___ Input

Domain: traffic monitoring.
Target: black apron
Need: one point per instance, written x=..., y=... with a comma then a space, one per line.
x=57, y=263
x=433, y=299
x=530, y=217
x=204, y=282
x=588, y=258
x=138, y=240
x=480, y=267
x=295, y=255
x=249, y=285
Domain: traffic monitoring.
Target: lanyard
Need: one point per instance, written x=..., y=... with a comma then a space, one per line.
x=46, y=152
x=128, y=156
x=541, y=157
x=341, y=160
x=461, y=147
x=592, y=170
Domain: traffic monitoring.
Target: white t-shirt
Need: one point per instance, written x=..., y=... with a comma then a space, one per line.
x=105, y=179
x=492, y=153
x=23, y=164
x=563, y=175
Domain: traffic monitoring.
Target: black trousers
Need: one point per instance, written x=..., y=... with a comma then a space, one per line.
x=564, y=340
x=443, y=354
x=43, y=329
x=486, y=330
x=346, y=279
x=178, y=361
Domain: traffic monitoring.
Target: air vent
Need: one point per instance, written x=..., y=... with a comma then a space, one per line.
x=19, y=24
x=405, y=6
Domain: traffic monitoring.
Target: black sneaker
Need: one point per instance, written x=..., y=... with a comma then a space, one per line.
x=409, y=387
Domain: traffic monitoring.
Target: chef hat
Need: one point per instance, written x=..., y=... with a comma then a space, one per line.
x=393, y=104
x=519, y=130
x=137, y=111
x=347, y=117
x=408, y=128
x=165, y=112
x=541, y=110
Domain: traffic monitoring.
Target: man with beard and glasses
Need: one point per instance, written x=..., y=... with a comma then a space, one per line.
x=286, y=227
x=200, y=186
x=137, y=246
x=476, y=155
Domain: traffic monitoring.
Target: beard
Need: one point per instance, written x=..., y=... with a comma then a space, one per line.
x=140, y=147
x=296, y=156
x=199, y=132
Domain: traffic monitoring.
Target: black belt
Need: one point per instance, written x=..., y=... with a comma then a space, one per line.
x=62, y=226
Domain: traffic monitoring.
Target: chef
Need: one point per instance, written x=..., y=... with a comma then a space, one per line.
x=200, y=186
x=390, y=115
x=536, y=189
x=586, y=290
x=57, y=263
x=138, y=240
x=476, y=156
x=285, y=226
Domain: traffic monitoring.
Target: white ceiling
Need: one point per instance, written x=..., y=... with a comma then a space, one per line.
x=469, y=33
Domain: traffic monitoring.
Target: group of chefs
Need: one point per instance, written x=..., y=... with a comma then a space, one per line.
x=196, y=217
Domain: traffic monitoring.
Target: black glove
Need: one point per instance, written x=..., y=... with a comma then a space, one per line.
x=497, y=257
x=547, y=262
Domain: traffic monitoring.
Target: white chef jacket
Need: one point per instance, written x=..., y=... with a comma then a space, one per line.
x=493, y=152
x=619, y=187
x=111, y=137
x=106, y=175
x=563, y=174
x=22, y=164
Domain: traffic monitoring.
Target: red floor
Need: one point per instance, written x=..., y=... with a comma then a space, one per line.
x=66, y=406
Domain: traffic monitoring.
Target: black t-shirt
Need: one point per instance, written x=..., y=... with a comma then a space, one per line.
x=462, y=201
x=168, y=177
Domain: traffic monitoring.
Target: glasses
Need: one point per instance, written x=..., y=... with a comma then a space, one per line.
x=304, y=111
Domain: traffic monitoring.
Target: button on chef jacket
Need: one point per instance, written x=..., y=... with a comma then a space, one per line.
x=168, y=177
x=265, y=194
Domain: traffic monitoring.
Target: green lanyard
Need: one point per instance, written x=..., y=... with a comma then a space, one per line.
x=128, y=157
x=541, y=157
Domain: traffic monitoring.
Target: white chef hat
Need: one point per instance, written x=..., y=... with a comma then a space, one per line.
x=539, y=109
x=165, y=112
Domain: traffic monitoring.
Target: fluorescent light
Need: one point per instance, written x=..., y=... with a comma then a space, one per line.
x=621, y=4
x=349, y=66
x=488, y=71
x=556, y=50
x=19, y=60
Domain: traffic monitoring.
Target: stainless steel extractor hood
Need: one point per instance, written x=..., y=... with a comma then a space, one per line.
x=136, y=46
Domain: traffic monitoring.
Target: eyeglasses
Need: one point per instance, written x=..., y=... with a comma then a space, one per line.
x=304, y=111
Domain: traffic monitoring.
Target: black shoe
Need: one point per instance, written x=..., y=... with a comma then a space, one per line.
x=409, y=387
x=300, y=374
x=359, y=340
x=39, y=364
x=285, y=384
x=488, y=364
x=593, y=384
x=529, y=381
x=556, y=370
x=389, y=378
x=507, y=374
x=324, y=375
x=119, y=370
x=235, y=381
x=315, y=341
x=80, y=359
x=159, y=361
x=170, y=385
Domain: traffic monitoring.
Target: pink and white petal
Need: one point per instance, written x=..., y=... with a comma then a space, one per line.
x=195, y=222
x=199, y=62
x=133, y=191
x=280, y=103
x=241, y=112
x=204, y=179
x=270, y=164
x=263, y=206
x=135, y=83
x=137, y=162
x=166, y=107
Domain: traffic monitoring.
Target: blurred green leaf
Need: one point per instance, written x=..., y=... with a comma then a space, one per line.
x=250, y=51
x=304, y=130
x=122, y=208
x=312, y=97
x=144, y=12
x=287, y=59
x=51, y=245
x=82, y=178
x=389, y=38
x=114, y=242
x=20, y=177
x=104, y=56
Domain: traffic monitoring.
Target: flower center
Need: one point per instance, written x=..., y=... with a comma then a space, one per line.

______

* What is expected
Rewrite all of the rows above as a JSON list of strings, one string per line, leaving out any blank lines.

* Worked answer
[
  "Domain: traffic monitoring.",
  "Target: black apron",
  "Need: one point per instance, written x=..., y=... with a comma then a space, one per line.",
  "x=57, y=263",
  "x=433, y=299",
  "x=530, y=217",
  "x=204, y=282",
  "x=588, y=258",
  "x=138, y=240",
  "x=480, y=267",
  "x=295, y=255",
  "x=249, y=285",
  "Domain: traffic monitoring.",
  "Target: lanyard",
  "Need: one point per instance, written x=..., y=... with a comma then a space, one per line.",
  "x=46, y=152",
  "x=128, y=156",
  "x=541, y=157",
  "x=341, y=160",
  "x=461, y=147",
  "x=592, y=170",
  "Domain: traffic monitoring.",
  "Target: white t-shirt",
  "Need: one point per instance, written x=..., y=... with a comma then a space, one per line.",
  "x=105, y=179",
  "x=492, y=153",
  "x=23, y=164",
  "x=563, y=175",
  "Domain: traffic monitoring.",
  "Target: black trousers",
  "Need: one point per instance, written x=..., y=... with a comma then a space, one per line.",
  "x=564, y=340",
  "x=443, y=354",
  "x=43, y=329",
  "x=486, y=330",
  "x=346, y=279",
  "x=178, y=361",
  "Domain: traffic monitoring.",
  "Target: air vent",
  "Need: one point per instance, written x=..., y=... with a comma then a space, one per line.",
  "x=19, y=24",
  "x=405, y=6",
  "Domain: traffic monitoring.",
  "Target: black sneaker",
  "Need: one point per instance, written x=..., y=... with a comma then a space, one per line.",
  "x=409, y=387",
  "Domain: traffic monitoring.",
  "Target: chef hat",
  "Need: one point per instance, written x=..., y=... with a comma then a space, one per line.",
  "x=393, y=104",
  "x=519, y=130",
  "x=137, y=111",
  "x=347, y=117",
  "x=408, y=128",
  "x=165, y=112",
  "x=541, y=110",
  "Domain: traffic monitoring.",
  "Target: man with beard and glasses",
  "Need: one point per instance, written x=..., y=... with a comma then a space, one per line.",
  "x=286, y=227",
  "x=200, y=186",
  "x=137, y=246",
  "x=476, y=155",
  "Domain: traffic monitoring.",
  "Target: beard",
  "Need: one point per instance, written x=..., y=... with a comma then a space, one per line.",
  "x=140, y=147",
  "x=296, y=156",
  "x=199, y=132",
  "Domain: traffic monitoring.",
  "Target: black belt",
  "Need: one point per instance, written x=..., y=... with a comma then a space, one per line.",
  "x=62, y=226",
  "Domain: traffic monitoring.",
  "Target: chef",
  "Need: one point per instance, written x=..., y=... with a comma then a space, one per line.",
  "x=200, y=186",
  "x=390, y=115",
  "x=536, y=189",
  "x=586, y=290",
  "x=57, y=263",
  "x=138, y=240",
  "x=476, y=156",
  "x=285, y=226",
  "Domain: traffic monitoring.",
  "Target: white ceiling",
  "Need: one point per instance, written x=..., y=... with a comma then a space, one per line.",
  "x=469, y=33",
  "Domain: traffic monitoring.",
  "Target: group of chefs",
  "Need: one point per instance, written x=..., y=... with a comma then a space, one per line.",
  "x=196, y=217",
  "Domain: traffic monitoring.",
  "Target: black glove",
  "Need: one point per instance, written x=..., y=... with a comma then a space, one per line.",
  "x=497, y=257",
  "x=547, y=262",
  "Domain: traffic monitoring.",
  "Target: white chef jacket",
  "Need: one point per instance, written x=..., y=... with a comma then a space, one per line.",
  "x=493, y=152",
  "x=619, y=187",
  "x=111, y=137",
  "x=106, y=175",
  "x=563, y=174",
  "x=22, y=164",
  "Domain: traffic monitoring.",
  "Target: red floor",
  "Need: one point per instance, written x=..., y=... with a comma then a space, one per line.",
  "x=66, y=406",
  "Domain: traffic monitoring.",
  "Target: black t-shirt",
  "Need: one point per instance, written x=..., y=... with a comma then a space, one per line.",
  "x=462, y=201",
  "x=168, y=177",
  "Domain: traffic monitoring.",
  "Target: glasses",
  "Need: one point per instance, written x=..., y=... with a comma then a space, one per line.",
  "x=304, y=111",
  "Domain: traffic monitoring.",
  "Target: button on chef jacket",
  "Need: one point per instance, written x=..., y=... with a comma then a space, one per line.",
  "x=168, y=177",
  "x=265, y=194",
  "Domain: traffic monitoring.",
  "Target: green lanyard",
  "Need: one point per instance, written x=..., y=... with a comma then a space, one per line.",
  "x=128, y=157",
  "x=541, y=157",
  "Domain: traffic monitoring.",
  "Target: white chef hat",
  "Need: one point per instance, written x=..., y=... with a comma then a space, one per line.",
  "x=539, y=109",
  "x=165, y=112",
  "Domain: traffic monitoring.",
  "Target: fluorescent light",
  "Need: one point per instance, written x=..., y=... with a comma then a space, one per line.",
  "x=621, y=4",
  "x=349, y=66",
  "x=488, y=71",
  "x=556, y=50",
  "x=19, y=60",
  "Domain: traffic monitoring.",
  "Target: stainless steel extractor hood",
  "Need: one point per instance, written x=..., y=... with a comma then a space, one per line.",
  "x=136, y=46",
  "Domain: traffic monitoring.",
  "Target: eyeglasses",
  "Need: one point per instance, written x=..., y=... with a comma then a space, one per line.",
  "x=304, y=111",
  "Domain: traffic monitoring.",
  "Target: black shoe",
  "Need: one point per instance, written x=..., y=... with a comma then a space, one per line.",
  "x=409, y=387",
  "x=300, y=374",
  "x=359, y=340",
  "x=39, y=364",
  "x=285, y=384",
  "x=488, y=364",
  "x=593, y=384",
  "x=529, y=381",
  "x=556, y=370",
  "x=389, y=378",
  "x=507, y=374",
  "x=324, y=375",
  "x=119, y=370",
  "x=235, y=381",
  "x=315, y=341",
  "x=80, y=359",
  "x=159, y=361",
  "x=170, y=385",
  "Domain: traffic monitoring.",
  "Target: pink and white petal",
  "Need: one point per instance, written x=..., y=... with a comma then a space, one per line.",
  "x=195, y=222",
  "x=199, y=62",
  "x=133, y=191",
  "x=280, y=103",
  "x=241, y=112",
  "x=204, y=179",
  "x=270, y=164",
  "x=263, y=206",
  "x=135, y=83",
  "x=137, y=162",
  "x=166, y=107",
  "Domain: traffic monitoring.",
  "Target: blurred green leaf",
  "Need: one point per instance, written x=..., y=... with a comma then a space, one per line.",
  "x=250, y=51",
  "x=304, y=130",
  "x=122, y=208",
  "x=312, y=97",
  "x=144, y=12",
  "x=287, y=59",
  "x=51, y=245",
  "x=82, y=178",
  "x=389, y=38",
  "x=114, y=242",
  "x=20, y=177",
  "x=104, y=56",
  "Domain: traffic monitoring.",
  "Target: flower center",
  "Need: one point per instance, written x=..., y=... with a comma then a space, one per line."
]